_Quoted passage_
Fantasia - An Algerian Cavalcade

The celebrated Algerian author Assia Djebar writes in French, but her creative and critical vision is steeped in the non-standard local Arabic and Berber cultures of her ancestry: "the Berber of the Dahra mountains or the Arabic of the town [Cherchel] where [she] was born" (204). Djebar, who was something of a child prodigy, wrote four novels between the ages of twenty and thirty. Her writing then lapsed for about a decade, during which she made films and taught history at the University of Algiers. She resumed her writing career with the text discussed here (to which I shall refer as Fantasia, for convenience) - the first of a quartet of novels. It appeared in French as L'Amour; La Fantasia in 1985 (the English translation came in 1988).

The word fantasia in the title requires some explanation, as it contains a cultural reference that recurs as a metaphor throughout the text. The primary meaning here is not the musical reference in the term, but an allusion to a group display by men on horseback - a sort of flourish, one might say - that goes to the edge of loss of control to show off consummate equestrian skill.

_Dataset rows_
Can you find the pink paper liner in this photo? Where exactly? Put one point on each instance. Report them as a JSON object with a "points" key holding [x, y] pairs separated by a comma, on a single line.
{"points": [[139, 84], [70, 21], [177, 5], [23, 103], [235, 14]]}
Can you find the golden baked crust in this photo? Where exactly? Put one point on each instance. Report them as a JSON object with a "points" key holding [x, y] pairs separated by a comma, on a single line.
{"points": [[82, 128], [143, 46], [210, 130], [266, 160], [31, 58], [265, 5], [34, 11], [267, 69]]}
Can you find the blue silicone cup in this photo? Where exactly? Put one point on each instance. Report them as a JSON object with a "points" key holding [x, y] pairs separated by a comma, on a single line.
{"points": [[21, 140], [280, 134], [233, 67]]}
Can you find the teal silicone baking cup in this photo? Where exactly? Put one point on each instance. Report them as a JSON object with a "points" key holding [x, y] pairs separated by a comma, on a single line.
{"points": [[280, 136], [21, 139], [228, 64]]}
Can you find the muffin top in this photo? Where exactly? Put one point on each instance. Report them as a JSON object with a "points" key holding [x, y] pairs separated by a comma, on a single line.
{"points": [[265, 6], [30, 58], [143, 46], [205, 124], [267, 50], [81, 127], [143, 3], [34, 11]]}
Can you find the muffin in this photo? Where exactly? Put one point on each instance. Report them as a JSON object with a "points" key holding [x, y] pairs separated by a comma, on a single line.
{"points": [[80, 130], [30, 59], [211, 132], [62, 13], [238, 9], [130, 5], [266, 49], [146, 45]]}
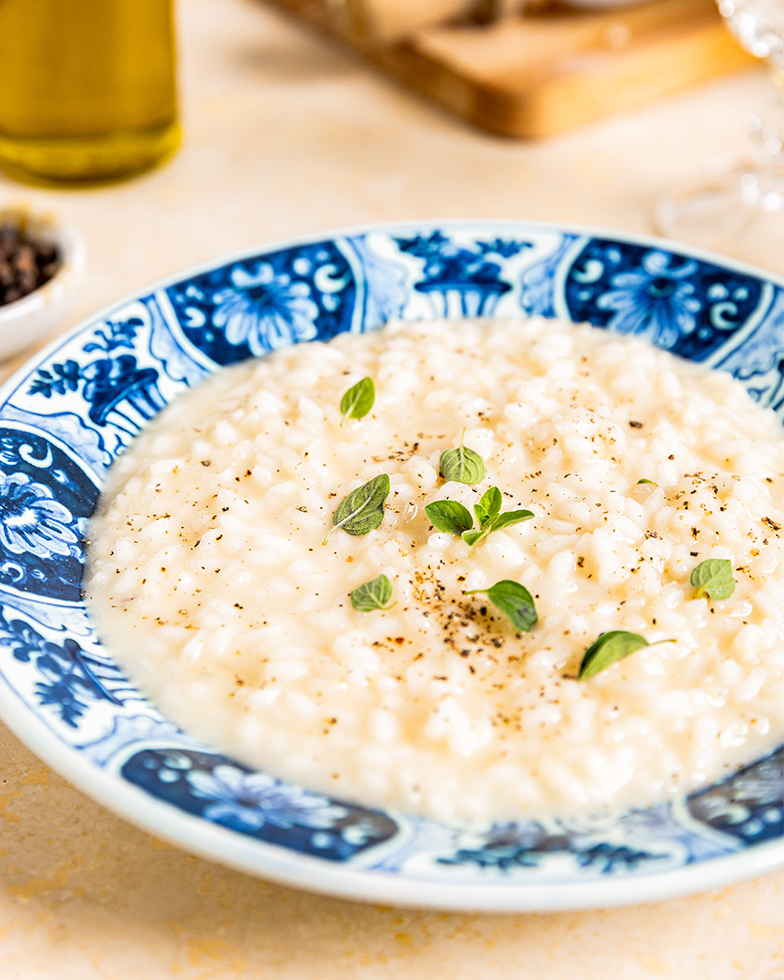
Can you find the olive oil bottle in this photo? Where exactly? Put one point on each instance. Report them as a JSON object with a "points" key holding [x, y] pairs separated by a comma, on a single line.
{"points": [[87, 89]]}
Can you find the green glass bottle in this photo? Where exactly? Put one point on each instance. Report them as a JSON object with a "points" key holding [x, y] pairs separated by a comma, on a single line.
{"points": [[87, 89]]}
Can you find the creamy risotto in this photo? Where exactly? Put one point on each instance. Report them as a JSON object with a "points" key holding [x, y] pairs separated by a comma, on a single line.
{"points": [[209, 579]]}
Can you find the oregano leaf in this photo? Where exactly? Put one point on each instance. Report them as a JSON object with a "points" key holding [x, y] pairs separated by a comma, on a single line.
{"points": [[509, 518], [449, 516], [372, 595], [358, 400], [462, 465], [608, 649], [514, 601], [713, 578], [489, 506], [363, 509]]}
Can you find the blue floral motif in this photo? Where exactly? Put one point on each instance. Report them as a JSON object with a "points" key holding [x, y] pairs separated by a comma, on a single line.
{"points": [[264, 310], [656, 302], [116, 388], [71, 676], [45, 499], [32, 521], [462, 280], [677, 302], [246, 801], [260, 304], [749, 805], [530, 845], [256, 804]]}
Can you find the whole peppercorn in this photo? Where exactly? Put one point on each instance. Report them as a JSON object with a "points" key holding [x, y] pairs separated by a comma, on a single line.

_Problem to work on_
Revise the stretch of the passage on Djebar's Fantasia from "The word fantasia" through "consummate equestrian skill.", putting "riding" in place of "equestrian".

_Complete response_
The word fantasia in the title requires some explanation, as it contains a cultural reference that recurs as a metaphor throughout the text. The primary meaning here is not the musical reference in the term, but an allusion to a group display by men on horseback - a sort of flourish, one might say - that goes to the edge of loss of control to show off consummate riding skill.